▸ Activity:
Please give the rows starting at the line that contains "Each <instance> block" and ending at the line that contains "negative clicks: (150, 282) (198, 375)", both included, as a numbered list with blank lines left out.

▸ Available records:
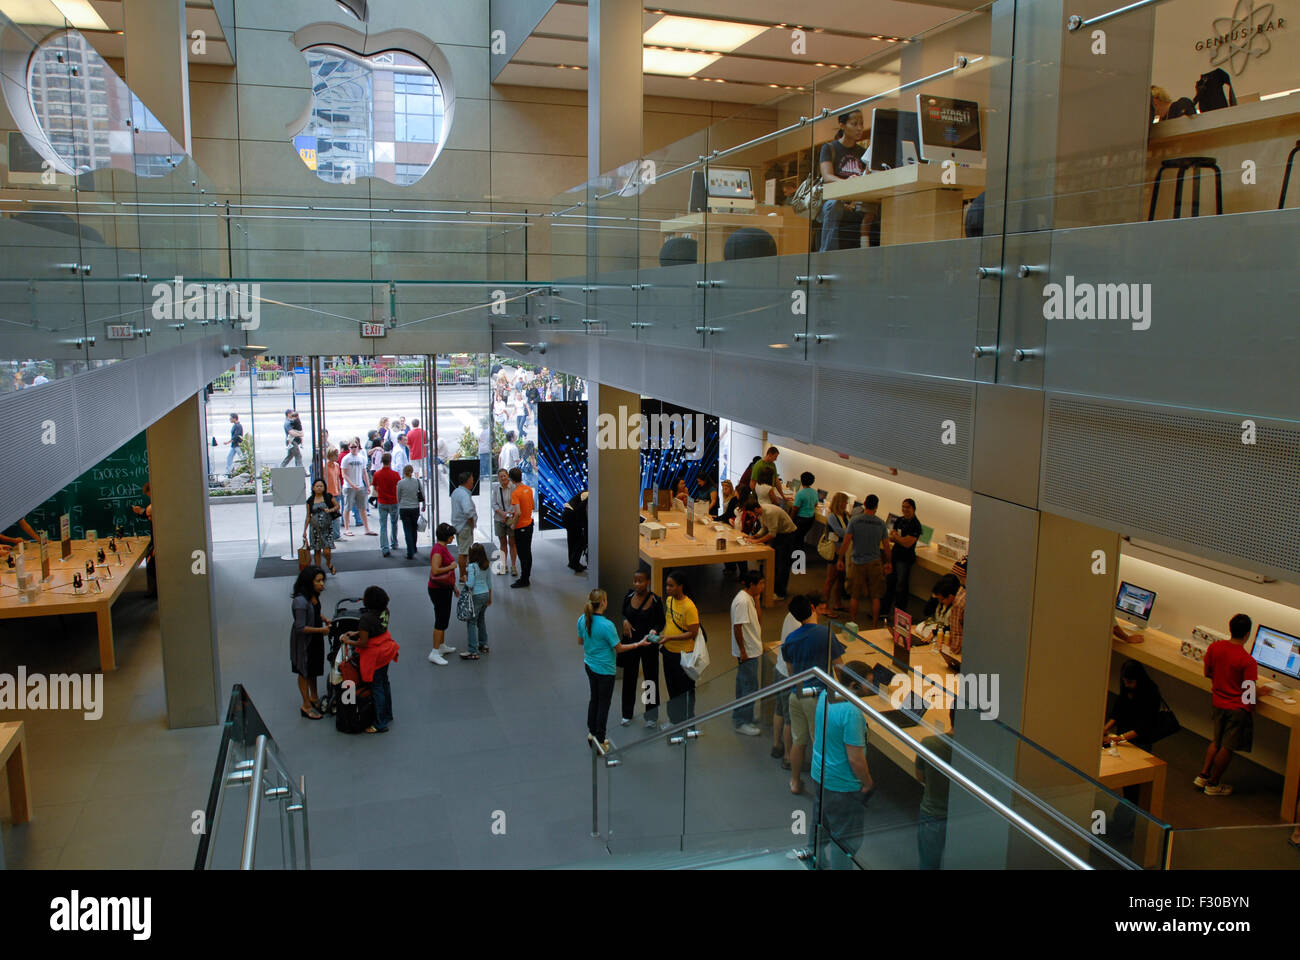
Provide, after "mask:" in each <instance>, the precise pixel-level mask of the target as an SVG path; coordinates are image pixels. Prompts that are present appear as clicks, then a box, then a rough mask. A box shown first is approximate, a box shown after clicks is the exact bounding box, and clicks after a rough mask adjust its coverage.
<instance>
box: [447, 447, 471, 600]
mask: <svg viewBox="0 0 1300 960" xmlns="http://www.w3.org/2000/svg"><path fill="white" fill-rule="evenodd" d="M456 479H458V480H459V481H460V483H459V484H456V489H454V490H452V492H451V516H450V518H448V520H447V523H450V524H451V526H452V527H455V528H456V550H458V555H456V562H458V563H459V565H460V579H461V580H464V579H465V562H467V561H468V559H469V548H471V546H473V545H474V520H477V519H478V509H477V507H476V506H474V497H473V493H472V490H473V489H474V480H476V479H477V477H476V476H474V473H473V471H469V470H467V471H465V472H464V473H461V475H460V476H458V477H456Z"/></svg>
==
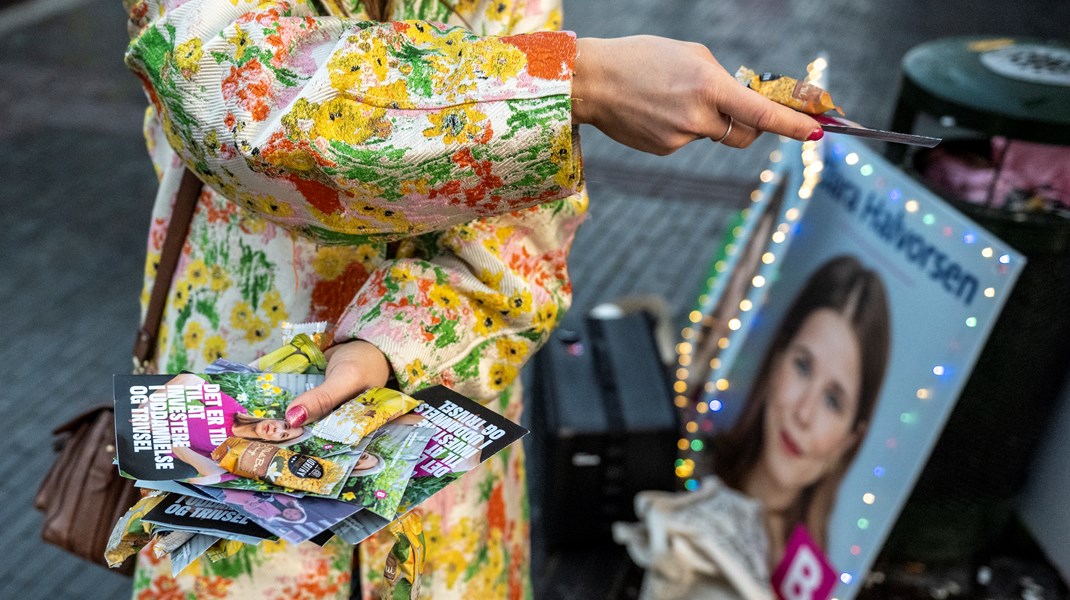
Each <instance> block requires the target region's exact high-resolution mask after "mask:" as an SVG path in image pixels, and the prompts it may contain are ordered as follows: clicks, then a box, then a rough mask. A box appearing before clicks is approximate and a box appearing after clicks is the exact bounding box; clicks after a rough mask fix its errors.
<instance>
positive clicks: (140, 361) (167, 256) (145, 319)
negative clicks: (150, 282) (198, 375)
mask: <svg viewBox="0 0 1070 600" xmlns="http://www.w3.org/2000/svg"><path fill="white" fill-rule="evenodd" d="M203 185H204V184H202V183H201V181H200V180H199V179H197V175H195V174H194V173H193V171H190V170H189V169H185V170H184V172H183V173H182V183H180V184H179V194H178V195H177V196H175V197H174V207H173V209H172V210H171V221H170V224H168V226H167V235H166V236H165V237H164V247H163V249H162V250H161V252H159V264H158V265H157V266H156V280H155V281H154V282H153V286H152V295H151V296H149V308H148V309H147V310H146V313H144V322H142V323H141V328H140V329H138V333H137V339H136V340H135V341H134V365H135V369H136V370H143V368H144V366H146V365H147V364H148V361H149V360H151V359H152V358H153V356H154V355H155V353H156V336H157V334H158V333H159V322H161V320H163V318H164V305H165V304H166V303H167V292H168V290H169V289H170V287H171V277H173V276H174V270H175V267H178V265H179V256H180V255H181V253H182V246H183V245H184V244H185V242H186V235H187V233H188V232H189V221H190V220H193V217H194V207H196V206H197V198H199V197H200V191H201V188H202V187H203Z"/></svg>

▸ Result:
1. Each <instance> block requires the target region's exact high-resolution mask after "mask:" as an SVG path in image pixels, and the prompts it may contain are ordered as follows: clicks, then a box, then a rough mask. A box appearing before clicks is approximate and a box appearing after clicks is the exact bounding box; clicks after a rough mask fix its errors.
2. <instance>
3. positive clicks: (140, 361) (167, 256) (145, 319)
4. negative clicks: (150, 282) (198, 375)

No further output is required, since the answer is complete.